- _Work instructions_: In the article on Campbell Soup's martech strategy, what job title does Samuel Monnie hold?

- _Supplied text_:
↓↓↓

Campbell Soup Infuses Martech Strategy With the Human Factor
People power everything, says Samuel Monnie, director of digital transformation at Campbell Soup Company. And no matter whether it’s the company’s customers or his own colleagues, people make decisions based on emotion. Modern marketing may need martech to survive, but people need to understand it, have fun with it, and want to use it in order for the tools to uplift an organization.
“This is about changing people and how they do things,” says Monnie, “Not necessarily about the technology itself.” Monnie’s comments were made while speaking at FUSE Digital Marketing Summit last year during the aptly titled presentation “Why the Human Factor Is So Vital to Campbell Soup Company’s Martech Strategy.”
Implementing various digital technologies and making continual improvements takes a lot of work; but without exception, the process needs to start with one basic understanding, says Monnie. The human factor.
“We are feeling creatures that think, and not thinking creatures that feel. Data says that 80% of what we do is through emotions — through subconscious or gut feel. And we, perhaps, rationalize 20% of whatever we do. So if you’re dealing with human beings, you’re essentially dealing with emotional beings or emotional animals.”
To be successful with digital technology, Monnie says organizations need to connect technology to business priorities, embed it into day-to-day processes of marketers, and focus on increasing people’s capability for using it. This is a matter of changing behavior, not just “training.”

↑↑↑

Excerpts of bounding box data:
↓↓↓

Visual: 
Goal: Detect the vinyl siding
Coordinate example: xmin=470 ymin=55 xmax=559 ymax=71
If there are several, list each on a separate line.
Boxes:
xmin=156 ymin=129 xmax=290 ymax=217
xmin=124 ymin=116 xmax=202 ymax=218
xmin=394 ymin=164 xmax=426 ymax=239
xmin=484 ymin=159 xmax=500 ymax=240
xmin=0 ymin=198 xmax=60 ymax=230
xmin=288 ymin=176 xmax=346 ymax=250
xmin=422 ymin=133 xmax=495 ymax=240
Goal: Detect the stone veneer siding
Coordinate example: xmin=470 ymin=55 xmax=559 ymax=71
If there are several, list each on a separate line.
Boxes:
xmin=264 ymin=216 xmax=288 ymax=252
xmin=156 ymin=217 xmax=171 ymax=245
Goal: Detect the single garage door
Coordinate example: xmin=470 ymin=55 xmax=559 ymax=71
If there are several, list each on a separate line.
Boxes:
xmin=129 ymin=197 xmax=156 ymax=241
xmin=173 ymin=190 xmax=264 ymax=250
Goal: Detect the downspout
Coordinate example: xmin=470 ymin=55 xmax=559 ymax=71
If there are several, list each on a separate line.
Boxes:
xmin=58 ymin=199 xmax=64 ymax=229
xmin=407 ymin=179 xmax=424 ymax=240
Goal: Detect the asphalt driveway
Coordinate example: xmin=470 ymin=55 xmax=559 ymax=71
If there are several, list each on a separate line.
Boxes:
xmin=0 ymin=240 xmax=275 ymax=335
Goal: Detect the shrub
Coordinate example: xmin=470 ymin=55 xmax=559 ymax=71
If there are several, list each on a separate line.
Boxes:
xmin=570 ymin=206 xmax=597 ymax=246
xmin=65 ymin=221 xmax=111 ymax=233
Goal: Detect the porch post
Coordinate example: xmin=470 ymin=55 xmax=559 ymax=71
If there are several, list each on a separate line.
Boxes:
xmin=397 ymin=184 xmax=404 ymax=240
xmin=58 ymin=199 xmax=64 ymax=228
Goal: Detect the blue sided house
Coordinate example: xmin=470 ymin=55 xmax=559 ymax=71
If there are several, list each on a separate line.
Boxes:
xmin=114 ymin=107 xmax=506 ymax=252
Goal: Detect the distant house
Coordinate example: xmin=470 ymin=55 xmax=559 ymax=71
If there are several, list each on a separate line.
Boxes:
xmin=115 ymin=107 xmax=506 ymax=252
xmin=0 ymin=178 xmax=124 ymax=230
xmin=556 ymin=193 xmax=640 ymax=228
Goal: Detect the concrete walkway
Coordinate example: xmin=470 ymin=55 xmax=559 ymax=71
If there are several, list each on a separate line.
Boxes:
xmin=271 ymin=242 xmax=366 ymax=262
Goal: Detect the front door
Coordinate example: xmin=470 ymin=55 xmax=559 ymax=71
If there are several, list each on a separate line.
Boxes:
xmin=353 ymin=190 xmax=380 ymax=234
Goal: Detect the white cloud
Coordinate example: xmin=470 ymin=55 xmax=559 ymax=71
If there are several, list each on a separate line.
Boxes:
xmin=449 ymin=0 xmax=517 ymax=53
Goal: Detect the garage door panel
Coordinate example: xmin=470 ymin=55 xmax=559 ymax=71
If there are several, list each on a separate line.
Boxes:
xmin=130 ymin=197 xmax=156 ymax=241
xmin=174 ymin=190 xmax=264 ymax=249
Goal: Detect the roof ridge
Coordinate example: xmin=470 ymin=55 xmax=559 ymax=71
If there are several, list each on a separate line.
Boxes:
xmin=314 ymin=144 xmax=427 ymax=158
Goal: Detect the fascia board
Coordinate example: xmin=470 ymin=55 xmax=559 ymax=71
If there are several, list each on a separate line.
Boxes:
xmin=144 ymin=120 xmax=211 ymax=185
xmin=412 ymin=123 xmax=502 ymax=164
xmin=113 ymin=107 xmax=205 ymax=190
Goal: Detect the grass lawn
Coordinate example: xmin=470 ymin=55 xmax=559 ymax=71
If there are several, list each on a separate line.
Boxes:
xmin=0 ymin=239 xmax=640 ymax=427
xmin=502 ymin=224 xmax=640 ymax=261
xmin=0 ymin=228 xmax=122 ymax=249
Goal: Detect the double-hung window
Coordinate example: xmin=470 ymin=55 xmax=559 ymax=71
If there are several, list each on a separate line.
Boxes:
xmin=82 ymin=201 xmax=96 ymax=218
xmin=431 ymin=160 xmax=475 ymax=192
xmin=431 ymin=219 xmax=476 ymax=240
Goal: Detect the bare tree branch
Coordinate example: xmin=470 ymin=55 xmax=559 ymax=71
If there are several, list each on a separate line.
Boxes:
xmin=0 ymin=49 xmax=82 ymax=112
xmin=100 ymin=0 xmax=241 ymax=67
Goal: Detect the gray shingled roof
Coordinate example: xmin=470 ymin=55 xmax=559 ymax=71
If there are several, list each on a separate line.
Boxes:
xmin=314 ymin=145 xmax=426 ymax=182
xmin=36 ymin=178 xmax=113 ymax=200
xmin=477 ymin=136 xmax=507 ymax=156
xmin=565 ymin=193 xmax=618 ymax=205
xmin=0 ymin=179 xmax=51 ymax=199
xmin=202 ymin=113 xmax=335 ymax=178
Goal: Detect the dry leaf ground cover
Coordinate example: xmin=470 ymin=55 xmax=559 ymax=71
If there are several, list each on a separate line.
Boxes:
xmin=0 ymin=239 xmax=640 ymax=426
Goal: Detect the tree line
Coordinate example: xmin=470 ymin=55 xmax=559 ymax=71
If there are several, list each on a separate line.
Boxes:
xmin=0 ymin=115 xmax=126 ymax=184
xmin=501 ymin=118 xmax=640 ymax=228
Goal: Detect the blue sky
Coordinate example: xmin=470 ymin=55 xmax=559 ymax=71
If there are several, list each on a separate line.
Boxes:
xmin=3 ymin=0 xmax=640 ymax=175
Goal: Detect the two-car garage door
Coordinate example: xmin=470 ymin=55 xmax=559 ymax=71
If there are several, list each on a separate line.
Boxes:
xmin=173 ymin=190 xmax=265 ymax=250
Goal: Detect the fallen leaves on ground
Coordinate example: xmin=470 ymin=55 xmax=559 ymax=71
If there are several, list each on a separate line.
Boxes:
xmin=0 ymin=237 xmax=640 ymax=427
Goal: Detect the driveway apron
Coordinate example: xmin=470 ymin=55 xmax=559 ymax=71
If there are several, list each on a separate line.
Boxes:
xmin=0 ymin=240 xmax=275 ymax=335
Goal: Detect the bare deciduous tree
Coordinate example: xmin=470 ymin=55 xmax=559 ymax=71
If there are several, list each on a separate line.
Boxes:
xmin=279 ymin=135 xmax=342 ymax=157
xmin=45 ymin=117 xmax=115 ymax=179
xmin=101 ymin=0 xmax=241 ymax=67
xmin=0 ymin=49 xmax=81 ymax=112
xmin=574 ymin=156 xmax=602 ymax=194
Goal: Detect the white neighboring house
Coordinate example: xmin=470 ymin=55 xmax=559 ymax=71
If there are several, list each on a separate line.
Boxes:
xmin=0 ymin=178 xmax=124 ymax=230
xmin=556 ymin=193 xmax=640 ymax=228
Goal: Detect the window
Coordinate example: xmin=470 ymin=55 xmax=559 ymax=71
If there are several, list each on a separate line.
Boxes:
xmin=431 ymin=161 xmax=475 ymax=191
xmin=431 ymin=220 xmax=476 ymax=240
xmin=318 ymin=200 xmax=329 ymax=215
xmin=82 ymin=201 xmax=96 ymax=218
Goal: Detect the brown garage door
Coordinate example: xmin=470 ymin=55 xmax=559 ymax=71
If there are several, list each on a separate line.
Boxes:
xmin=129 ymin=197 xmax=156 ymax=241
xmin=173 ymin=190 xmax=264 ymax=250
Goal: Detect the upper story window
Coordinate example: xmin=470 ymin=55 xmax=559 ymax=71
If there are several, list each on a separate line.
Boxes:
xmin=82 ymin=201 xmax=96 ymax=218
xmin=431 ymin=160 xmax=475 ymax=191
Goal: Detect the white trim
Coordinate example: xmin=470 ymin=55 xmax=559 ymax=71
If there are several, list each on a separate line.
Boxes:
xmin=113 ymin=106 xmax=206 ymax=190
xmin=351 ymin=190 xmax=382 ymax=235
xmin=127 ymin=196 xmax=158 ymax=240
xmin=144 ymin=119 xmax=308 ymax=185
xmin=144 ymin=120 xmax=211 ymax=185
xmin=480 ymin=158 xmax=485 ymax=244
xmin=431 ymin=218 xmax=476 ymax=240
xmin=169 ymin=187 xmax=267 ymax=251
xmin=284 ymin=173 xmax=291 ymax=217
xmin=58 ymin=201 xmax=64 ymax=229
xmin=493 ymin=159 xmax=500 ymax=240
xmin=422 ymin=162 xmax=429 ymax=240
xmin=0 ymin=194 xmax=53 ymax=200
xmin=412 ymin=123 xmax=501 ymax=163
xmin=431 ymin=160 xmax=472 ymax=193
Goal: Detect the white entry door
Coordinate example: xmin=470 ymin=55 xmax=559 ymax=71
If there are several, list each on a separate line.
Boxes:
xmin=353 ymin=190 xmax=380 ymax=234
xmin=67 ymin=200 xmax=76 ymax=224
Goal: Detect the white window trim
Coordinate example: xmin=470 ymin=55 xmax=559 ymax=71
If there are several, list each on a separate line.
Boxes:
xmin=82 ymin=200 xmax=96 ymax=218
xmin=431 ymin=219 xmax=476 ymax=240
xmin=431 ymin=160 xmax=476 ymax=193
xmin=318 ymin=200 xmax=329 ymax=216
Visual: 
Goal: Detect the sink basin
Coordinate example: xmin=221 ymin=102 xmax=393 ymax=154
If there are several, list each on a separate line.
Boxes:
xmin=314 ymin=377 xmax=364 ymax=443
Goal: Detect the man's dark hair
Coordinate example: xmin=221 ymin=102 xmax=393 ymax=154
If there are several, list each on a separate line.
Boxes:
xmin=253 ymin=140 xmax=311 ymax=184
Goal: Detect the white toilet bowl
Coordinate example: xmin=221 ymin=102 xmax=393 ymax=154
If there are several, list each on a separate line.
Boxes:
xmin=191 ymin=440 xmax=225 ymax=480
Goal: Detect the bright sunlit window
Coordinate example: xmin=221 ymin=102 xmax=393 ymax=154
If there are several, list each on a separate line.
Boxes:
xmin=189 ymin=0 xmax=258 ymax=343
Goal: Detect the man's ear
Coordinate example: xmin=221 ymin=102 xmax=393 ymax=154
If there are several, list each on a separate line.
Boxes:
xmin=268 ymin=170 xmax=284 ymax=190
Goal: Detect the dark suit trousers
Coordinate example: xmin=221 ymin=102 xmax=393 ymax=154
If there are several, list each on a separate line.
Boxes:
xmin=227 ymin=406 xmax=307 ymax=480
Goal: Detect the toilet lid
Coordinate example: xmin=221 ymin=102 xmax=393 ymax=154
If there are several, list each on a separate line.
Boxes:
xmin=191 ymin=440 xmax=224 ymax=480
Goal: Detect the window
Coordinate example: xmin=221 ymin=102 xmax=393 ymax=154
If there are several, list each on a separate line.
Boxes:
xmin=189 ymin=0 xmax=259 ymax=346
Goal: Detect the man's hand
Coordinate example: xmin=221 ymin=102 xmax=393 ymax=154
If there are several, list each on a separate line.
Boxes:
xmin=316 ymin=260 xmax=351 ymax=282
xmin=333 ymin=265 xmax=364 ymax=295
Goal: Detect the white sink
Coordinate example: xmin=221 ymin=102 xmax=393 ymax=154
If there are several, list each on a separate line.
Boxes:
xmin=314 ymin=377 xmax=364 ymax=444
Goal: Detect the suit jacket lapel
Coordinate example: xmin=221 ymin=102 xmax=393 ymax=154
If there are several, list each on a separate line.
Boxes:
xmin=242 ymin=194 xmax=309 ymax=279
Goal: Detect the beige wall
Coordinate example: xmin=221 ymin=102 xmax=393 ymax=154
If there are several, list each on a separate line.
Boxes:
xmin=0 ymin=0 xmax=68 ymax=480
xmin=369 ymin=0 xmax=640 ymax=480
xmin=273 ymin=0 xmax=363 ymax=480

↑↑↑

- _Finished exercise_: Director of digital transformation at Campbell Soup Company.